### Available data
----
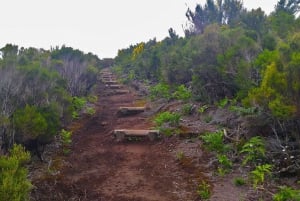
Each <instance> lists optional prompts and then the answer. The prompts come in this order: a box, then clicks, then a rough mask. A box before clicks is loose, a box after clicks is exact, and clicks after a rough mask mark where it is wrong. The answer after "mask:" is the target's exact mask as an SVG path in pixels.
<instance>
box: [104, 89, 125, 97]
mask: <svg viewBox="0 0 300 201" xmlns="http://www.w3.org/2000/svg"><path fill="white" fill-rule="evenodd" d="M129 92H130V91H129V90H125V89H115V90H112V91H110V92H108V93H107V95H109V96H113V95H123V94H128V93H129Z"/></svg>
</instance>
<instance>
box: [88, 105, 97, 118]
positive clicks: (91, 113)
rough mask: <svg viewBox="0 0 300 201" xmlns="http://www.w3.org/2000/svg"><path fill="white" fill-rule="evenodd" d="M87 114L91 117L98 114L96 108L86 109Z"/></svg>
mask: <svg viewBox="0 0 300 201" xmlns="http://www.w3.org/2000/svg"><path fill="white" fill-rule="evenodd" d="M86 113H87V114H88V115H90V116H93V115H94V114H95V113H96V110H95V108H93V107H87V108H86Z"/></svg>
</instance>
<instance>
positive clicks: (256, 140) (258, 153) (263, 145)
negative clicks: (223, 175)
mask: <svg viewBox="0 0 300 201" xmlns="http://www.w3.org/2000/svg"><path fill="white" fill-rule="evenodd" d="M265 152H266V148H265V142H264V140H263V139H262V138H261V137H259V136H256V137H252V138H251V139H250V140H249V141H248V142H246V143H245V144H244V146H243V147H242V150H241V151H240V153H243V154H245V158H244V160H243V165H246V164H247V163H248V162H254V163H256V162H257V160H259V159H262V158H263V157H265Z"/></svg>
----
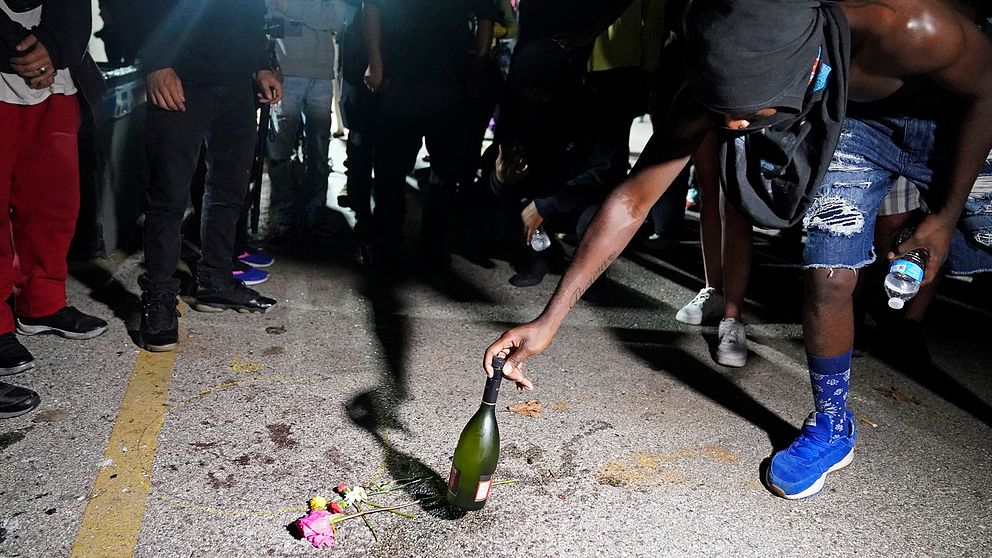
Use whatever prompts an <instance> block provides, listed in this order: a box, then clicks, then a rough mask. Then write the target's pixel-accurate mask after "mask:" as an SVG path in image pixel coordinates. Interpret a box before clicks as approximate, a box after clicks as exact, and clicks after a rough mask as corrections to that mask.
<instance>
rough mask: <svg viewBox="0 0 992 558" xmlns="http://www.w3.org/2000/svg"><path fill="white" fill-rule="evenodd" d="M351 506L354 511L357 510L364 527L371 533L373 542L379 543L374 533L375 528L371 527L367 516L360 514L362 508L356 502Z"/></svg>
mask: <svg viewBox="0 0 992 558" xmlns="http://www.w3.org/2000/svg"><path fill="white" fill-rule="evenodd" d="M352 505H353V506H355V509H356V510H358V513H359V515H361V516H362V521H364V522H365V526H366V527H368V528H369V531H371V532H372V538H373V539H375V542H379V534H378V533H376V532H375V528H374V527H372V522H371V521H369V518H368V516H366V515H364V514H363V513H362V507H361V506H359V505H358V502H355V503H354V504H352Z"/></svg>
----
### About this exercise
Collect every line from the rows above that contains the word "clicks", and copy each one in full.

### Written answer
Each <instance> lists optional prompts and then the answer. The prompts come in this order: a box, then clicks, then a rough mask. A box before clicks is loose, a box after clicks is exact, and clicks after a rough mask mark where it is wrong. The answer after "mask:" is the target's exact mask as an SVG path in pixels.
positive clicks: (91, 113)
positive clicks: (256, 140) (258, 153) (263, 145)
negative clicks: (223, 175)
Use whatever prompts an <instance> block provides, listed in this order: a box, then clicks, then a rough mask. Then write the target's pixel-accurate mask after "mask:" as an SVG path in image pixel coordinates. Interpret a box before clicks as approximate, a box after clicks as exact, and clicks after a rough mask as corrections to that mask.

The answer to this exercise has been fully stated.